## Stated problem
Please answer these questions from the Booth poverty maps text below, one line each:
(a) Over which years did Booth's investigation run?
(b) What share of people did it find to be living in poverty?
(c) On which website are high quality digital scans of the maps available?

## Text provided
——

Predicting modern patterns of affluence through vectorisation and spatial regression of Charles Booth’s poverty maps


This is a relatively brief account of the final project I completed for my MSc at UCL, the full paper of which (with references) is available here.

Charles Booth and his pioneering maps

Businessman, politician and social scientist, Charles Booth lived from 1840 to 1916 – a time of growing interest in the plight of the urban poor. Concerned by the extent of poverty and the perceived sensationalism with which it was reported, Booth set out to give it a full and proper accounting.

His investigation ran from 1886 to 1903, at a personal cost to Booth of the equivalent to three million dollars today. It revealed that the true figure for those living in poverty was around 33%, and produced prodigious amounts of research material. Of these, it is the poverty maps that are probably most familiar to the general public. The Museum of London for instance hosts a room dedicated to the maps, with a touchscreen display where visitors can explore a composite version of them.

Extract from Booth poverty map
An extract from sheet 6 of Booth's 1898-9 maps
Booth's seven categories
Booth's seven categories and their associated colouring

Booth’s poverty maps showed the houses and streets of London colour-coded with seven categories. Above is an extract from one of the maps, and below it are Booth's seven categories. Despite their name the maps do not just display poverty, but rather relative wealth at both ends of the scale, and although the language used in the category labels makes frequent mention of class (and is rather Victorian in tone), Booth’s categorisation was based on a variety of factors including employment status, regularity of income and type of occupation.

Inevitably there are shortcomings to Booth’s methodology when held up against modern standards. Research has shown however that Booth was rigorous and consistent in his classification of data, and so we can at least rely on the study’s internal consistency. This forms the first major assumption of this analysis: that Booth’s work forms an accurate record of relative levels of wealth, and of their geographic distribution.

Vectorising messy maps

Some of the issues with Booth's colouring scheme
Examples of issues preventing automatic vectorisation

High quality digital scans of the maps are available on the LSE website, but unfortunately are not immediately suitable for spatial analysis, due to the sort of issues shown above. 1) The maps are covered with annotation of streets, buildings, and neighbourhoods; 2) Administrative areas are marked with dotted lines that pass through buildings; 3) Colours are not uniform, with overlapping text and building outlines; 4) Two categories use diagonal hatching made up of two different colours; 5) The lowest category uses the same black as the dashed borders. Before spatial analysis is possible, the files needed to be converted into clean digital vectors.

——

## Raw records
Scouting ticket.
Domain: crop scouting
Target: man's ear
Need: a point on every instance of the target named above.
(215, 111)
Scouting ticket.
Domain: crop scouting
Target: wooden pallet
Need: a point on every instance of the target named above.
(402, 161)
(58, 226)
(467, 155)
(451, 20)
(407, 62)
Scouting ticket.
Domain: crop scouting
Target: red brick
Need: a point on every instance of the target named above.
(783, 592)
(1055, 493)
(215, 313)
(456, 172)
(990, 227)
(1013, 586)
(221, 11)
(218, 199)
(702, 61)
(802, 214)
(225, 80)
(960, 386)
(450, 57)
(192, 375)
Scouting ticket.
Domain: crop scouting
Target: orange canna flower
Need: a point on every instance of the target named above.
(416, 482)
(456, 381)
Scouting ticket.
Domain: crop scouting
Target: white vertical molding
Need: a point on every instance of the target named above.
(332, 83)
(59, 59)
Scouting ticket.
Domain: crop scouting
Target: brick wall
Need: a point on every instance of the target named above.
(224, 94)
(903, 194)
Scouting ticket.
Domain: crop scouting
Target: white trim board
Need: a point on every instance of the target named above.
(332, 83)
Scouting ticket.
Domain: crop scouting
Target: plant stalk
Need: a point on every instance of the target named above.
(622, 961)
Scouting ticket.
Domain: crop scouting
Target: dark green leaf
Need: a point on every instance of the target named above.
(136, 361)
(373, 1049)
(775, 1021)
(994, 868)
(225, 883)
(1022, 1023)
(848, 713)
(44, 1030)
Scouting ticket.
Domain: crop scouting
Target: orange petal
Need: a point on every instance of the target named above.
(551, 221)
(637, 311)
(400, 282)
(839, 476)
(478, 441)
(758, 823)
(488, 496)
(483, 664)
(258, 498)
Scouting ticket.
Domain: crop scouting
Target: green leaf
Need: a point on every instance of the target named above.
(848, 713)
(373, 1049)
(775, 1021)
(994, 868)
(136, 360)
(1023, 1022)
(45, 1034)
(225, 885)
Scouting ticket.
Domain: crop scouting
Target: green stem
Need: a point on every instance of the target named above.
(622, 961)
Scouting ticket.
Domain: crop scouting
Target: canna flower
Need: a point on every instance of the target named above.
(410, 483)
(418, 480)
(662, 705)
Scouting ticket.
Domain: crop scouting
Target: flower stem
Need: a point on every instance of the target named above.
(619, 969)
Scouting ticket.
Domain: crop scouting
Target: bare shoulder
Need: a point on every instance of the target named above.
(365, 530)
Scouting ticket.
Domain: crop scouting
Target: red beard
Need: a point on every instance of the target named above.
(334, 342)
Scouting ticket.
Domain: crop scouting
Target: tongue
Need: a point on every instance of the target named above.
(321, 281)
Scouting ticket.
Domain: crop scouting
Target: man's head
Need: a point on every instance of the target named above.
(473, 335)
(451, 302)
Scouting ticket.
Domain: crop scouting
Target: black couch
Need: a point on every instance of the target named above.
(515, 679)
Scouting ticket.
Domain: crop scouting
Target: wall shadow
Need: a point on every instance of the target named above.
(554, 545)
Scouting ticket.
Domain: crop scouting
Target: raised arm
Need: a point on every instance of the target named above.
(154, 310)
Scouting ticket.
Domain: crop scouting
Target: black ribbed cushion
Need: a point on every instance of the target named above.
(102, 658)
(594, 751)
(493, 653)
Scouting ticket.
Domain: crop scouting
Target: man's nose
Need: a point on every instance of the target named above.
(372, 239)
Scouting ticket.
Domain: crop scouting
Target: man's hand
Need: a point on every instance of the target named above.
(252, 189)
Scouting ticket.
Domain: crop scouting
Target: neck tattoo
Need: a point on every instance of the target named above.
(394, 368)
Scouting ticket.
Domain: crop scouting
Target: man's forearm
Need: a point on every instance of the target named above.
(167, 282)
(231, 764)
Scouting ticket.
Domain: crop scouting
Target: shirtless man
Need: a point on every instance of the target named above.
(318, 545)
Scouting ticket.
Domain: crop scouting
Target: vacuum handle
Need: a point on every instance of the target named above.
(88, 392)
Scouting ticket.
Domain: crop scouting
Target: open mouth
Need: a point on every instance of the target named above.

——

## The completed task
(a) From 1886 to 1903.
(b) Around 33%.
(c) The LSE website.